WHAT TO WORK ON:
Copy every line in the entries below that contains the word "officer".

Image outline annotation entries
--*--

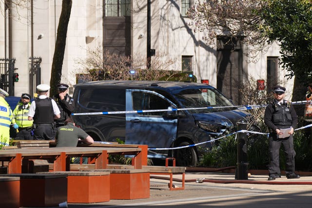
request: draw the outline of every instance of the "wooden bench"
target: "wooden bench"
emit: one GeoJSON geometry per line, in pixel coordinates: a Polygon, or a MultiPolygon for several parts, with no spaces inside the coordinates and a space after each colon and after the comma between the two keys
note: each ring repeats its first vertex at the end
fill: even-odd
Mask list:
{"type": "Polygon", "coordinates": [[[186,169],[185,167],[144,166],[142,168],[148,170],[151,175],[169,175],[170,177],[169,184],[170,191],[184,190],[185,189],[185,170],[186,169]],[[181,187],[175,187],[173,185],[173,175],[176,174],[182,174],[181,187]]]}
{"type": "MultiPolygon", "coordinates": [[[[130,165],[120,164],[108,164],[107,168],[114,170],[132,170],[134,167],[130,165]]],[[[72,171],[87,171],[95,169],[93,164],[71,164],[70,170],[72,171]]],[[[185,167],[176,166],[142,166],[142,170],[147,171],[150,175],[168,175],[170,176],[170,182],[169,185],[170,191],[184,190],[185,184],[185,167]],[[182,174],[181,186],[180,187],[175,187],[173,185],[174,175],[182,174]]],[[[151,176],[150,176],[150,177],[151,176]]]]}
{"type": "Polygon", "coordinates": [[[61,171],[38,174],[67,175],[67,202],[92,203],[109,201],[109,172],[61,171]]]}
{"type": "Polygon", "coordinates": [[[13,143],[19,148],[49,148],[50,146],[48,140],[16,140],[13,143]]]}
{"type": "Polygon", "coordinates": [[[95,169],[110,172],[111,199],[136,199],[150,197],[150,174],[142,169],[95,169]]]}
{"type": "Polygon", "coordinates": [[[20,177],[20,207],[53,207],[67,200],[67,178],[64,174],[8,174],[20,177]]]}
{"type": "Polygon", "coordinates": [[[0,175],[0,207],[20,208],[20,177],[0,175]]]}

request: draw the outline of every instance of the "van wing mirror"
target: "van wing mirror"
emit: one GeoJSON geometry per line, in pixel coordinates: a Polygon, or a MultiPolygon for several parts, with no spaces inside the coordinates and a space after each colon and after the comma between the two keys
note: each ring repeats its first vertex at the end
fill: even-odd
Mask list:
{"type": "Polygon", "coordinates": [[[166,114],[166,117],[170,119],[176,119],[177,117],[177,110],[172,110],[173,109],[175,109],[173,106],[170,106],[168,107],[168,110],[166,114]]]}

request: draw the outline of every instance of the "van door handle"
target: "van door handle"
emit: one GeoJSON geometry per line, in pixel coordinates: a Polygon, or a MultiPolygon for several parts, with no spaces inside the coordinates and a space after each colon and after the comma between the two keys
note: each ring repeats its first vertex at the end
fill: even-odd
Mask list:
{"type": "Polygon", "coordinates": [[[139,119],[133,119],[132,120],[130,120],[130,121],[134,123],[139,123],[141,121],[139,119]]]}

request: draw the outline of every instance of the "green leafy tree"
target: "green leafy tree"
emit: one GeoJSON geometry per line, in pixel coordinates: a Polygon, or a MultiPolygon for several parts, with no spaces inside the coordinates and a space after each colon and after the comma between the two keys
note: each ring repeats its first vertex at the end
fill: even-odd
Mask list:
{"type": "Polygon", "coordinates": [[[60,82],[60,78],[62,76],[63,60],[64,59],[64,53],[65,52],[65,47],[67,35],[67,28],[68,22],[69,22],[72,3],[72,0],[62,0],[62,11],[58,21],[58,34],[51,71],[51,79],[50,80],[51,95],[57,93],[58,90],[56,86],[60,82]]]}
{"type": "Polygon", "coordinates": [[[308,0],[211,0],[197,2],[188,16],[208,43],[215,44],[219,36],[240,37],[248,46],[245,55],[254,61],[277,41],[287,78],[295,76],[292,100],[297,101],[312,81],[312,9],[308,0]]]}

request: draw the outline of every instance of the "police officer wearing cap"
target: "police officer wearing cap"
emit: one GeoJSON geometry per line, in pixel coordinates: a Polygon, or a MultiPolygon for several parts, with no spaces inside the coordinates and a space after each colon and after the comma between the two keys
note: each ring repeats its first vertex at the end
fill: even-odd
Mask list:
{"type": "Polygon", "coordinates": [[[57,87],[58,94],[54,95],[53,98],[60,111],[60,118],[55,120],[57,127],[64,125],[65,121],[71,118],[71,114],[75,108],[75,105],[73,98],[67,93],[68,85],[66,84],[59,84],[57,87]]]}
{"type": "Polygon", "coordinates": [[[54,119],[60,117],[60,112],[55,101],[47,97],[50,86],[41,84],[37,88],[39,96],[31,103],[28,112],[28,120],[34,120],[34,139],[54,139],[54,119]]]}
{"type": "Polygon", "coordinates": [[[9,146],[10,142],[10,124],[13,114],[10,105],[4,100],[9,93],[0,88],[0,144],[9,146]]]}
{"type": "Polygon", "coordinates": [[[293,149],[294,128],[298,122],[297,114],[290,103],[284,100],[286,88],[276,86],[273,88],[274,100],[270,103],[264,112],[264,122],[271,130],[269,138],[270,164],[268,180],[275,180],[281,177],[279,167],[279,149],[283,145],[286,157],[285,173],[287,178],[299,178],[300,175],[294,173],[293,149]],[[290,128],[288,137],[279,138],[281,129],[290,128]]]}
{"type": "Polygon", "coordinates": [[[32,140],[33,121],[28,121],[28,112],[30,107],[31,96],[27,93],[23,93],[20,100],[13,110],[12,123],[15,129],[18,129],[16,136],[20,140],[32,140]]]}

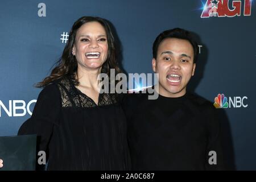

--*--

THE REPLY:
request: draw the outline of every instance of the "police officer wearing cap"
target: "police officer wearing cap"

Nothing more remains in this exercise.